→ **What you need to do**:
The required output consists solely of the lines from the top of the listing through the line containing "point: one pixel per instance, each like <point>142,481</point>.", transcribed exactly.

→ **Task data**:
===
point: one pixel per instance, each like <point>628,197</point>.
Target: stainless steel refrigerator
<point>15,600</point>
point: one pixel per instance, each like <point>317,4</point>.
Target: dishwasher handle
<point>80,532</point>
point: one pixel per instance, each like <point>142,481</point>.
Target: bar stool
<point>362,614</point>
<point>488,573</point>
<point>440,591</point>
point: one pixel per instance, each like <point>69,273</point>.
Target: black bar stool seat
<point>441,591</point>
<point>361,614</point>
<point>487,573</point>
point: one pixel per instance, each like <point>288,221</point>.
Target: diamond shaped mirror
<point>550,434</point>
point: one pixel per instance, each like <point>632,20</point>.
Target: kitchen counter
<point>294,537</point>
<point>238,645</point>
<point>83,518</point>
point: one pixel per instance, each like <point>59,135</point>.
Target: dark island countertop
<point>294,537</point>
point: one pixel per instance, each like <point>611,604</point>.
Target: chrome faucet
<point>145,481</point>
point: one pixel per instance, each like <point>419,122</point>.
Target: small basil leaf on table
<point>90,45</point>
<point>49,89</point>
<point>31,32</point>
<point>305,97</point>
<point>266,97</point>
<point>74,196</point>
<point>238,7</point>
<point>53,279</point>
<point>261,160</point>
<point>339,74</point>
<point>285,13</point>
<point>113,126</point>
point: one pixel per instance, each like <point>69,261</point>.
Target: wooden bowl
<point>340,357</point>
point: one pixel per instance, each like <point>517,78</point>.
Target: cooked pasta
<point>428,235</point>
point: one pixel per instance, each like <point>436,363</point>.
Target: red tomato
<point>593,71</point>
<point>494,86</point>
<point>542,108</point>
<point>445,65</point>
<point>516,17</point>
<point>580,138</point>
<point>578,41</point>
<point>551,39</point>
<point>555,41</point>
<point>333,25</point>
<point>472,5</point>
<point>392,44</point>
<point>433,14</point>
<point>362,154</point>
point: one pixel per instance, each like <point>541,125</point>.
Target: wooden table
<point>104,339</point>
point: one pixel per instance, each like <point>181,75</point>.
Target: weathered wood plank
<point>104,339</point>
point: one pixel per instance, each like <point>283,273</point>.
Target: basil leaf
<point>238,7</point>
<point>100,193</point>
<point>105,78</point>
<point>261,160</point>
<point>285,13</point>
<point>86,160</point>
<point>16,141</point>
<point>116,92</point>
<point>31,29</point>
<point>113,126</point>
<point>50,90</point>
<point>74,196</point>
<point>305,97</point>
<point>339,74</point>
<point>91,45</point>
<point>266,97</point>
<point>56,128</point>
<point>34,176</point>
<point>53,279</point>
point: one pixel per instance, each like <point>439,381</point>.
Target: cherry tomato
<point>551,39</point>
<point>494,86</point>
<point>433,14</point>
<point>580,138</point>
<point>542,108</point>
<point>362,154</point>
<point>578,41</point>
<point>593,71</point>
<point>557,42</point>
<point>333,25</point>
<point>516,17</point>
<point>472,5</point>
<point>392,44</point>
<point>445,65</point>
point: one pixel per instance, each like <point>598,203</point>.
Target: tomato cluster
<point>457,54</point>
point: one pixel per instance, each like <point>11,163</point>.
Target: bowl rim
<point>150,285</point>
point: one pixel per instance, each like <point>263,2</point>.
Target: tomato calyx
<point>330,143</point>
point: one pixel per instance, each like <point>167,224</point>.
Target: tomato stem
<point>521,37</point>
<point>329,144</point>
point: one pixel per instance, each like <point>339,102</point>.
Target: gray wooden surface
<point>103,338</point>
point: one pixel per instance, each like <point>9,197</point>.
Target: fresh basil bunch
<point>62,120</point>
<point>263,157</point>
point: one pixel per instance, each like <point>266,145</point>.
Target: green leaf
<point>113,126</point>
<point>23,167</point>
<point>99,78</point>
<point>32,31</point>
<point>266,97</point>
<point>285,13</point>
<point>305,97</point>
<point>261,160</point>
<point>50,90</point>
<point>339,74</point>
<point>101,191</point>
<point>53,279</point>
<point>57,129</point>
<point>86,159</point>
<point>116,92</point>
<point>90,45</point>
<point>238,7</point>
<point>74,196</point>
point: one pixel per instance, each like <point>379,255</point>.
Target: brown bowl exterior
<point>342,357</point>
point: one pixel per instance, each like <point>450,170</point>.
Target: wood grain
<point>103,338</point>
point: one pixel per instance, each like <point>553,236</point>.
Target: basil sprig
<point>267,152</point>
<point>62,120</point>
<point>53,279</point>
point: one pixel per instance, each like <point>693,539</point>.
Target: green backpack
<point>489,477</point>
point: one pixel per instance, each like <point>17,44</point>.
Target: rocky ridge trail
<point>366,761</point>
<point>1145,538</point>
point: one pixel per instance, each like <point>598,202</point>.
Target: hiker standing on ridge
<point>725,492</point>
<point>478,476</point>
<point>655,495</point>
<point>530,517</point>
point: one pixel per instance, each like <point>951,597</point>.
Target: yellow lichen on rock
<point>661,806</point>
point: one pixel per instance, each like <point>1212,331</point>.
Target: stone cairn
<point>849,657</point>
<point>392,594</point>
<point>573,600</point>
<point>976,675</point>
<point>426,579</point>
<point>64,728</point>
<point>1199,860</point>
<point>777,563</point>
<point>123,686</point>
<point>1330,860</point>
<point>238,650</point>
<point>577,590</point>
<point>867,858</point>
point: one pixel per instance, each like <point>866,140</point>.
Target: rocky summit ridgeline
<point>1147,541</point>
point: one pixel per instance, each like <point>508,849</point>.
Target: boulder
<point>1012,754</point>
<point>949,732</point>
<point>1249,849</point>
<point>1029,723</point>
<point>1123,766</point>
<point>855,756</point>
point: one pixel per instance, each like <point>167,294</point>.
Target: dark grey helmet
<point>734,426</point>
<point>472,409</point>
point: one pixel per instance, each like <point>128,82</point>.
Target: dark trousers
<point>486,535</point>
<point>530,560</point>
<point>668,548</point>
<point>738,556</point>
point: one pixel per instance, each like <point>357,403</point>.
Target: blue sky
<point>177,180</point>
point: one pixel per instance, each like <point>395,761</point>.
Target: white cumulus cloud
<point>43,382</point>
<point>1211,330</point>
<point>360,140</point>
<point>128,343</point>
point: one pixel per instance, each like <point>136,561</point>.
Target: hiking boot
===
→ **Solved problem**:
point: one pixel per instance, each like <point>628,197</point>.
Target: stainless steel refrigerator
<point>15,600</point>
point: one pixel per instance, each like <point>317,4</point>.
Target: dishwasher handle
<point>80,532</point>
point: one pixel per instance, each like <point>142,481</point>.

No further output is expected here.